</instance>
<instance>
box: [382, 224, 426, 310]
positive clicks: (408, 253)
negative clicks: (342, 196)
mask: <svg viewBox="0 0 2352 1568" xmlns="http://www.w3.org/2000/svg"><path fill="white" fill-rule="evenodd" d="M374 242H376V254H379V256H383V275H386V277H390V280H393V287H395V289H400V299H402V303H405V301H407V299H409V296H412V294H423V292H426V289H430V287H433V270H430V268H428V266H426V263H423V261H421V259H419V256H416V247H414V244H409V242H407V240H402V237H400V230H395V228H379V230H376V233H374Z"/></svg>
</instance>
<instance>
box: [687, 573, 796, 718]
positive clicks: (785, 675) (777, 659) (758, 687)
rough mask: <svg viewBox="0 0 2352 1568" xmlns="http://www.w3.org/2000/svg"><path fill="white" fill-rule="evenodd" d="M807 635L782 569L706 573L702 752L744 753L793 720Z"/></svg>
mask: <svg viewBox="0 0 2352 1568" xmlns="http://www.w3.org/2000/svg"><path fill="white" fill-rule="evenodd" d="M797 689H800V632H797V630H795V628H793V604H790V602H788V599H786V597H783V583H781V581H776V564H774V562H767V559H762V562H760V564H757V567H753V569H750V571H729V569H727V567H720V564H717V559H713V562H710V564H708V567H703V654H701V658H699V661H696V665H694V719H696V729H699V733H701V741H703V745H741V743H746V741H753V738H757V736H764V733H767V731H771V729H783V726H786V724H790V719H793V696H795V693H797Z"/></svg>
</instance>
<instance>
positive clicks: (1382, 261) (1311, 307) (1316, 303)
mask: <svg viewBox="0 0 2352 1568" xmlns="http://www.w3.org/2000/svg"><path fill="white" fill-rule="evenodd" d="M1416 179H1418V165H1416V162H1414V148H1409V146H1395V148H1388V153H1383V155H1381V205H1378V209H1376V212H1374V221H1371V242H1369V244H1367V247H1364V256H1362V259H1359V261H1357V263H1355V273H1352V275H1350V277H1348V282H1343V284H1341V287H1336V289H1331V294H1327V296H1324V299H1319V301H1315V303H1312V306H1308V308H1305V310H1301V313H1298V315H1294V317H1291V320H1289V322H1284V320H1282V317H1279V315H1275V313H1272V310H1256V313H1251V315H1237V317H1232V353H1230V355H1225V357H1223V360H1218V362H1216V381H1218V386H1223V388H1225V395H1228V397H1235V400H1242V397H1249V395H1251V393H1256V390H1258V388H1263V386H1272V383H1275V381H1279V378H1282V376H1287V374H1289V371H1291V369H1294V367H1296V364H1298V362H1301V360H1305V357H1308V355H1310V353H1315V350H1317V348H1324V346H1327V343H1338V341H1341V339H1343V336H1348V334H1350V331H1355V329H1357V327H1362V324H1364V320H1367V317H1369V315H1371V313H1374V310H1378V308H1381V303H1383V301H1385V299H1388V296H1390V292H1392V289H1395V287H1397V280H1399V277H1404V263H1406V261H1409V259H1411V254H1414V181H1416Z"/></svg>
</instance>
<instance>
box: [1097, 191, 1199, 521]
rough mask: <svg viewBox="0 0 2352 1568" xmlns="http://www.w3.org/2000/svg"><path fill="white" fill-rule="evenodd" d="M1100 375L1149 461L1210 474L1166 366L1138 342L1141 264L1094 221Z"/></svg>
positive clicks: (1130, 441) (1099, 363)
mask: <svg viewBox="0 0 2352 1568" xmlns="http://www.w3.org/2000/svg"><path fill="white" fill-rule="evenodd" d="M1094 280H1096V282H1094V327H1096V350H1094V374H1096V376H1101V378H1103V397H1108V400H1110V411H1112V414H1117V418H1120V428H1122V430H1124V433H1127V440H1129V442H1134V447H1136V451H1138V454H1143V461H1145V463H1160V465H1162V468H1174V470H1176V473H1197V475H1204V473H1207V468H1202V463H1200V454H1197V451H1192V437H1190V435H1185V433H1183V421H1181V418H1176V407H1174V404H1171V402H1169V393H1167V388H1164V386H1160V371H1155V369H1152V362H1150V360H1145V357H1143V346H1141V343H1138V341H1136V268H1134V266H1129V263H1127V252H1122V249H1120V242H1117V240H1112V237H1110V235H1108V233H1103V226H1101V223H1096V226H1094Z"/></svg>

### WHAT TO DO
Retype each line above exactly as written.

### OUTPUT OF THE EXERCISE
</instance>
<instance>
box: [382, 224, 426, 310]
positive clicks: (408, 253)
negative clicks: (342, 196)
mask: <svg viewBox="0 0 2352 1568" xmlns="http://www.w3.org/2000/svg"><path fill="white" fill-rule="evenodd" d="M374 242H376V254H379V256H383V275H386V277H390V280H393V287H395V289H400V299H402V303H405V301H407V299H409V296H412V294H423V292H426V289H430V287H433V270H430V268H428V266H426V263H423V261H421V259H419V256H416V247H414V244H409V242H407V240H402V237H400V230H395V228H379V230H376V233H374Z"/></svg>
</instance>
<instance>
box: [687, 573, 796, 718]
positive clicks: (785, 675) (777, 659) (758, 687)
rough mask: <svg viewBox="0 0 2352 1568" xmlns="http://www.w3.org/2000/svg"><path fill="white" fill-rule="evenodd" d="M807 635L782 569L706 573L702 752L744 753L793 720Z"/></svg>
mask: <svg viewBox="0 0 2352 1568" xmlns="http://www.w3.org/2000/svg"><path fill="white" fill-rule="evenodd" d="M797 689H800V632H797V630H795V628H793V604H790V602H788V599H786V597H783V583H781V581H776V564H774V562H767V559H762V562H760V564H757V567H753V569H750V571H729V569H727V567H720V564H717V559H713V562H710V564H708V567H703V654H701V658H699V661H696V665H694V719H696V729H699V733H701V741H703V745H741V743H746V741H753V738H757V736H764V733H767V731H771V729H783V726H786V724H790V719H793V696H795V693H797Z"/></svg>
</instance>
<instance>
positive clicks: (1382, 261) (1311, 307) (1316, 303)
mask: <svg viewBox="0 0 2352 1568" xmlns="http://www.w3.org/2000/svg"><path fill="white" fill-rule="evenodd" d="M1416 179H1418V165H1416V162H1414V148H1409V146H1395V148H1388V153H1383V155H1381V205H1378V209H1376V212H1374V221H1371V242H1369V244H1367V247H1364V256H1362V259H1359V261H1357V263H1355V273H1352V275H1350V277H1348V282H1343V284H1341V287H1336V289H1331V294H1327V296H1324V299H1319V301H1315V303H1312V306H1308V308H1305V310H1301V313H1298V315H1294V317H1291V320H1289V322H1284V320H1282V317H1279V315H1275V313H1272V310H1256V313H1251V315H1237V317H1232V353H1230V355H1225V357H1223V360H1218V362H1216V381H1218V386H1223V388H1225V395H1228V397H1235V400H1242V397H1249V395H1251V393H1256V390H1258V388H1263V386H1272V383H1275V381H1279V378H1282V376H1287V374H1289V371H1291V369H1294V367H1296V364H1298V362H1301V360H1305V357H1308V355H1310V353H1315V350H1317V348H1324V346H1327V343H1338V341H1341V339H1343V336H1348V334H1350V331H1355V329H1357V327H1362V324H1364V320H1367V317H1369V315H1371V313H1374V310H1378V308H1381V303H1383V301H1385V299H1388V296H1390V292H1392V289H1395V287H1397V280H1399V277H1404V263H1406V261H1409V259H1411V254H1414V181H1416Z"/></svg>
</instance>
<instance>
box: [1097, 191, 1199, 521]
rough mask: <svg viewBox="0 0 2352 1568" xmlns="http://www.w3.org/2000/svg"><path fill="white" fill-rule="evenodd" d="M1100 375L1149 461L1210 474L1166 366L1138 342L1141 264L1094 221Z"/></svg>
positive clicks: (1130, 441) (1099, 363)
mask: <svg viewBox="0 0 2352 1568" xmlns="http://www.w3.org/2000/svg"><path fill="white" fill-rule="evenodd" d="M1094 280H1096V282H1094V327H1096V350H1094V374H1096V376H1101V378H1103V397H1108V400H1110V411H1112V414H1117V418H1120V428H1122V430H1124V433H1127V440H1129V442H1134V447H1136V451H1138V454H1143V461H1145V463H1160V465H1162V468H1174V470H1176V473H1197V475H1204V473H1207V468H1202V463H1200V454H1197V451H1192V437H1190V435H1185V433H1183V421H1181V418H1176V407H1174V404H1171V402H1169V393H1167V388H1164V386H1160V371H1155V369H1152V362H1150V360H1145V357H1143V346H1141V343H1138V341H1136V268H1134V266H1129V263H1127V252H1122V249H1120V242H1117V240H1112V237H1110V235H1108V233H1103V226H1101V223H1096V226H1094Z"/></svg>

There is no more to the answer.